BEGIN Information given

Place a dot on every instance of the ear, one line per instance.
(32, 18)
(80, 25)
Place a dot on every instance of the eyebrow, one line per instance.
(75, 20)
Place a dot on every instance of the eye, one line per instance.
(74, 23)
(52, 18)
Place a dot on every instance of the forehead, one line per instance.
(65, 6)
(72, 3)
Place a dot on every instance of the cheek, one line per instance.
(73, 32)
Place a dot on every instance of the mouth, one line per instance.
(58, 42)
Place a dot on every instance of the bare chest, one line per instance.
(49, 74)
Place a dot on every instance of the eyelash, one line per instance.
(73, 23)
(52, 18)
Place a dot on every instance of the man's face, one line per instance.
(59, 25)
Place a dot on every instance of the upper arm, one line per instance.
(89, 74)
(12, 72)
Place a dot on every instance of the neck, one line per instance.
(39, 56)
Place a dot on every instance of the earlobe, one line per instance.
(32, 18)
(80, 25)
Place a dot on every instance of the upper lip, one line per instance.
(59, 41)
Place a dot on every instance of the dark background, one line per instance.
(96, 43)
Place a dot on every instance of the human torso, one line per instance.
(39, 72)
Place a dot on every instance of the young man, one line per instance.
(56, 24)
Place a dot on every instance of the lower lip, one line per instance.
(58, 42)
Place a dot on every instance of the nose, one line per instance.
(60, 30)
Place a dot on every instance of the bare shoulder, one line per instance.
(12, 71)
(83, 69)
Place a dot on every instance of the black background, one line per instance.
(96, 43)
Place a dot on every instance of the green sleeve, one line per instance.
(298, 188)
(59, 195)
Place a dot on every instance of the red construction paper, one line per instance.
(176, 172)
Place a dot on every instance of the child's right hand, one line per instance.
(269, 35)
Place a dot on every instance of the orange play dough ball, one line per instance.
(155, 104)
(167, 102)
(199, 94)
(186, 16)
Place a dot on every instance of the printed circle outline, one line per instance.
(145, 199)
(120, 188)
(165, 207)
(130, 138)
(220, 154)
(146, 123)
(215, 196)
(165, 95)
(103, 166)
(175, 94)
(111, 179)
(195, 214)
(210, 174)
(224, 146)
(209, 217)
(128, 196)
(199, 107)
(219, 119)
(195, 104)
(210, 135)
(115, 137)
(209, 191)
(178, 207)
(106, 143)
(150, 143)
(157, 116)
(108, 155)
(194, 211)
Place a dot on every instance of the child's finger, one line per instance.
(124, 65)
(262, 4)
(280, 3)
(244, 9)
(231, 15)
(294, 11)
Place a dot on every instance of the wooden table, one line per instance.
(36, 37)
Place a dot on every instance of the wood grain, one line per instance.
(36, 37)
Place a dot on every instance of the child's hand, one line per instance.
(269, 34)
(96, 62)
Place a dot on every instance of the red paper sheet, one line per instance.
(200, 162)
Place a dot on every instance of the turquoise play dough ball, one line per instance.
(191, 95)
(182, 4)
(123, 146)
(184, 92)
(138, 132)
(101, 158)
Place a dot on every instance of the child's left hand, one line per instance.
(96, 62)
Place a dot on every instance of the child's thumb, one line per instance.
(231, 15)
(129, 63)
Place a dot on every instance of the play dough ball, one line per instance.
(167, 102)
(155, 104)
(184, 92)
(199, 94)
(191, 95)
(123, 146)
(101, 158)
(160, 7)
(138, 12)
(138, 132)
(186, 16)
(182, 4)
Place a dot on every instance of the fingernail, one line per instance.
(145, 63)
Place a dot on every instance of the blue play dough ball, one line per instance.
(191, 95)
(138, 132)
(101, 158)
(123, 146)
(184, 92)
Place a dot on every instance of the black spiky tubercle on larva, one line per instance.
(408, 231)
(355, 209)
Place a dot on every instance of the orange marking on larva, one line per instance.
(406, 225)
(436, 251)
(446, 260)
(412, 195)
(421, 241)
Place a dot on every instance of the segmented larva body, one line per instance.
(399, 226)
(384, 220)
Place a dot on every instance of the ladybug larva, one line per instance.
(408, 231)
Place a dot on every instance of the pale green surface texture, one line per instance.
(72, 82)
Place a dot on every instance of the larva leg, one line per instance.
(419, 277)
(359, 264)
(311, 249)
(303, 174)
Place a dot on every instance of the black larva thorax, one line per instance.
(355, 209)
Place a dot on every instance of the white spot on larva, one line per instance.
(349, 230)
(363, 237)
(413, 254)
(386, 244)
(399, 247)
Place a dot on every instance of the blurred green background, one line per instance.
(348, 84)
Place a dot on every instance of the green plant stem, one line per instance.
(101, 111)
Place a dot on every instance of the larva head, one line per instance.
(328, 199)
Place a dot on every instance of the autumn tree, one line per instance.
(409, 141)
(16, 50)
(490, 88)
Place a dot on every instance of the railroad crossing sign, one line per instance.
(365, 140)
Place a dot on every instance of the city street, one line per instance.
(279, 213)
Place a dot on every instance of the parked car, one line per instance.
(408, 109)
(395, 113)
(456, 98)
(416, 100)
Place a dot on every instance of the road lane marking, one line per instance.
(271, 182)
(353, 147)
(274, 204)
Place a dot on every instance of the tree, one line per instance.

END Information given

§ Short task
Restate each of the entries above verbatim.

§ Response
Place a dot on every instance of the ear, one line per instance.
(32, 18)
(80, 25)
Place a dot on every instance of the eyebrow, one line per instance.
(75, 20)
Place a dot on every instance of the eye, one line per instance.
(74, 23)
(52, 18)
Place a dot on every instance of the forehead, one line per instance.
(65, 6)
(72, 3)
Place a dot on every instance of the cheek, one line per instance.
(73, 32)
Place a dot on every instance of the mouth, one line per instance.
(58, 42)
Place a dot on every instance of the bare chest, one line per instance.
(49, 74)
Place a dot on every instance of the eyelash, one line per instance.
(73, 23)
(52, 18)
Place a dot on every instance of the man's face, one line per instance.
(59, 25)
Place a dot on every instance of the upper arm, one line per instance.
(89, 74)
(12, 72)
Place a dot on every instance of the neck, one line per instance.
(39, 56)
Place a dot on every instance of the earlobe, one line per instance.
(32, 18)
(80, 25)
Place a dot on every instance of the upper lip, one line per instance.
(59, 41)
Place a dot on every instance of the dark background, one line per instance.
(96, 43)
Place a dot on every instance of the human torso, one line per instance.
(39, 72)
Place a dot on every instance of the young man, one line per instance.
(56, 24)
Place a dot on every instance of the lower lip, one line per instance.
(58, 42)
Place a dot on every instance of the nose, one line per instance.
(60, 30)
Place a dot on every instance of the bare shoulder, one line per instance.
(12, 71)
(83, 69)
Place a dot on every instance of the black background, one line per instance.
(96, 43)
Place a dot on every instance of the green sleeve, one line per instance.
(298, 188)
(59, 195)
Place a dot on every instance of the red construction paper, one line per instance.
(176, 172)
Place a dot on every instance of the child's right hand, one line per instance.
(269, 35)
Place a dot on every instance of the orange play dough ball, one line per instance.
(155, 104)
(167, 102)
(199, 94)
(186, 16)
Place a dot on every instance of the printed circle outline, one line per instance.
(145, 199)
(120, 188)
(165, 207)
(130, 138)
(220, 154)
(146, 123)
(215, 196)
(165, 95)
(103, 166)
(175, 94)
(111, 179)
(195, 214)
(210, 174)
(224, 146)
(209, 217)
(128, 196)
(199, 107)
(219, 119)
(195, 104)
(210, 135)
(115, 137)
(209, 191)
(178, 207)
(106, 143)
(150, 143)
(157, 116)
(108, 155)
(194, 211)
Place a dot on every instance of the child's finger, one line per instance.
(124, 65)
(262, 4)
(280, 3)
(244, 9)
(231, 15)
(294, 11)
Place a dot on every instance of the wooden table, one line per instance.
(36, 37)
Place a dot on every instance of the wood grain, one line per instance.
(36, 37)
Place a dot on every instance of the child's hand, one line per instance.
(269, 34)
(96, 62)
Place a dot on every instance of the red paper sheet, one line per instance.
(200, 162)
Place a dot on every instance of the turquoise play dough ball, one line per instance.
(191, 95)
(182, 4)
(123, 146)
(184, 92)
(138, 132)
(101, 158)
Place a dot on every instance of the child's left hand, one line per instance.
(96, 62)
Place a dot on every instance of the child's thumb, one line per instance.
(231, 15)
(129, 63)
Place a dot on every instance of the play dough ball, one line per instance.
(167, 102)
(155, 104)
(184, 92)
(199, 94)
(191, 95)
(123, 146)
(101, 158)
(160, 7)
(138, 12)
(138, 132)
(186, 16)
(182, 4)
Place a dot on every instance of the fingernail, one line per instance.
(145, 63)
Place a dot on every instance of the blue play dough ball, one line per instance.
(191, 95)
(138, 132)
(101, 158)
(123, 146)
(184, 92)
Place a dot on every instance of the black spiky tubercle on larva, one line per instance.
(408, 231)
(355, 209)
Place a dot on every instance of the orange marking on larva, one line per instance.
(406, 225)
(436, 251)
(446, 260)
(412, 195)
(421, 241)
Place a dot on every instance of the segmented larva body, one line per instance.
(399, 226)
(384, 220)
Place a dot on every instance of the ladybug larva, one line per instance.
(408, 231)
Place a dot on every instance of the pale green surface texture, one line per instance.
(72, 82)
Place a dot on every instance of the larva leg, one line per instance.
(419, 277)
(359, 264)
(311, 249)
(303, 174)
Place a dot on every instance of the black larva thorax, one line per instance.
(355, 209)
Place a dot on every instance of the white spot on larva, one line per instance.
(349, 230)
(363, 237)
(413, 254)
(386, 244)
(399, 247)
Place a dot on every instance of the blurred green background, one line per instance.
(348, 84)
Place a dot on every instance of the green plant stem, one line per instance.
(101, 111)
Place a dot on every instance of the larva head, one line per instance.
(328, 199)
Place a dot on every instance of the autumn tree, one line per instance.
(409, 141)
(16, 50)
(490, 88)
Place a dot on every instance of the railroad crossing sign, one line per instance.
(365, 140)
Place a dot on every instance of the city street, one line per instance.
(279, 213)
Place a dot on every instance of the parked car, one line per instance.
(408, 109)
(395, 113)
(456, 98)
(416, 100)
Place a dot on every instance of the road lane marking, one line per instance.
(271, 182)
(353, 147)
(274, 204)
Place a dot on every instance of the tree, one line per instance.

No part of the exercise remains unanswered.